--- READING TEXT ---
——

That’s an attack personally upon Stephen. Blasphemy is a capital offense in Israel, and that was the worst kind of vitriol against someone’s reputation you could have. Now, again, you can look through a different lens at verses 8, 10 and 15 and be able to say, “That’s not what Luke believed.” Matter of fact, we have the longest recorded message in Acts being Acts Chapter 7. Longer than Paul’s, longer than Peter’s. Here’s all of this. And Luke is here to carefully say a lot of people were attacking Stephen, but I want to tell you, Stephen was doing the right thing. We’re not going to believe the lies about Stephen. That’s a good thing to do.

 

I’d like you to put it down this way. You need to with those people who are being effective and fruitful in your life, you need to “Guard Their Reputations.” Number four. Guard their reputations. You may feel like that’s not how it works. It is how it works. Let me show you. Go back to First Corinthians 16 once you write that down, First Corinthians Chapter 16. In First Corinthians Chapter 16, there is a grammatical third-person imperative, and that’s an important thing for us to recognize. Imperatives, you know, are commands. Commands are second-person most of the time. “You guys do this” or “you guys don’t do that.” Right? A negative imperative, a positive imperative. “Don’t do this or do that.”.

——

--- DATASET CONTENT ---
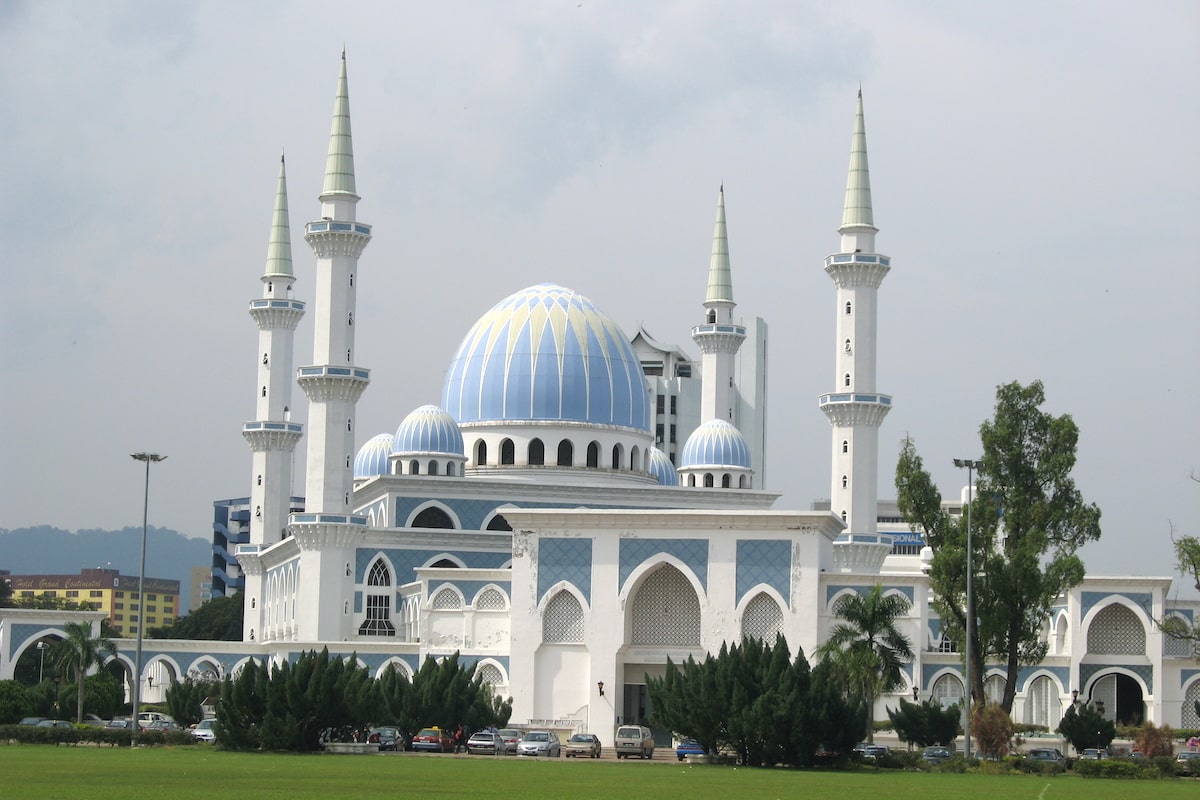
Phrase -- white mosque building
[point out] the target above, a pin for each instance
(585, 504)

——

Translate this sentence from the text on Stephen and guarding reputations into Spanish: "Blasphemy is a capital offense in Israel, and that was the worst kind of vitriol against someone’s reputation you could have."

--- WRITTEN REPLY ---
La blasfemia es un delito capital en Israel, y ese era el peor tipo de vitriolo que se podía lanzar contra la reputación de alguien.